Copy out every row below with "drop a marker" swapped for "place a point" and nothing else altered, omitting the pictures.

# Material provided start

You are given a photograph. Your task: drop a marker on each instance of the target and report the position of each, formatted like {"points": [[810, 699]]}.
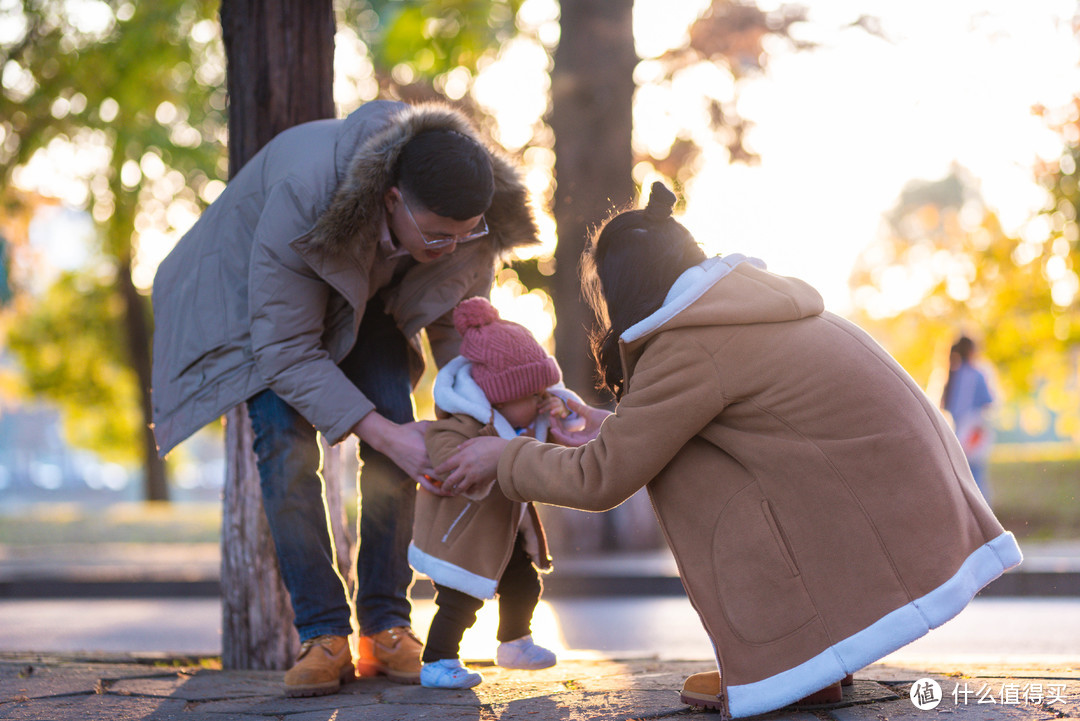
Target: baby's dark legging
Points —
{"points": [[518, 593]]}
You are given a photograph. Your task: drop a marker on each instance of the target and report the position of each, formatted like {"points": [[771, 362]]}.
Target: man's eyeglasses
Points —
{"points": [[442, 241]]}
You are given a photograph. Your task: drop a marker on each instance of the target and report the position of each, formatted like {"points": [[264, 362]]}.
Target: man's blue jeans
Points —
{"points": [[295, 502]]}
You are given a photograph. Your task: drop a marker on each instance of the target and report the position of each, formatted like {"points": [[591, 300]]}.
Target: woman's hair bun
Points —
{"points": [[474, 313], [661, 202]]}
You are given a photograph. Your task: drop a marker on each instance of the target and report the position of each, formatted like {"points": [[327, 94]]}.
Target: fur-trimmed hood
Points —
{"points": [[366, 173]]}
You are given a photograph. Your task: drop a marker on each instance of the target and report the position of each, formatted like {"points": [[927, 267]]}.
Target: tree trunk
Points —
{"points": [[138, 347], [280, 56], [592, 89]]}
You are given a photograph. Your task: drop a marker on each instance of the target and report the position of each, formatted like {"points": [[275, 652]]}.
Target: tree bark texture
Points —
{"points": [[280, 57], [137, 330], [592, 93]]}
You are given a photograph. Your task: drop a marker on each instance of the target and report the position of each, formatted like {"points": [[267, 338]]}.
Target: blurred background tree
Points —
{"points": [[583, 157], [943, 267], [123, 103]]}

# Material provided end

**Right answer**
You are given a photograph. Your task: place a point on each instance of the target and report the position of each, formatted like {"points": [[810, 699]]}.
Target: baby's dark legging
Points —
{"points": [[518, 593]]}
You are given a photograph. Your task: place a point on each instance of the target and report the position of each, formatted like {"points": [[771, 362]]}.
Target: man's eyeglasses
Points —
{"points": [[442, 241]]}
You are given a photograph. Your task: place a point on each instance of the target and report the position of each, formatted like {"points": [[264, 362]]}.
Target: man's blue jeans
Points —
{"points": [[295, 502]]}
You are given a photograph. Your task: place a point on each instance of the target and report the position of each, formatted like {"points": [[591, 300]]}.
Target: woman's hair bun
Points —
{"points": [[474, 313], [661, 202]]}
You are given a photograph. Your task: place a point on each instance of the target and report the position of each, formatted like {"points": [[327, 94]]}.
Target: fur-trimmed hood
Points —
{"points": [[366, 173]]}
You are given a photograph. Your task: place a point on each instance of the target and report the position of each, formatted like {"points": [[927, 267]]}.
Target: tree trunk
Points —
{"points": [[138, 347], [280, 56], [592, 89]]}
You are given a photograph. Your task: place a point on each instance of the target and report the position of each, formatted like {"points": [[275, 652]]}.
Target: tree bark texture
Points —
{"points": [[280, 57], [137, 330], [592, 93]]}
You are given a photograph. Your task: place a point on each instance of the target and report the position of each, formatted like {"points": [[267, 338]]}.
Target: blurred background tree
Points —
{"points": [[583, 157], [943, 267], [123, 103]]}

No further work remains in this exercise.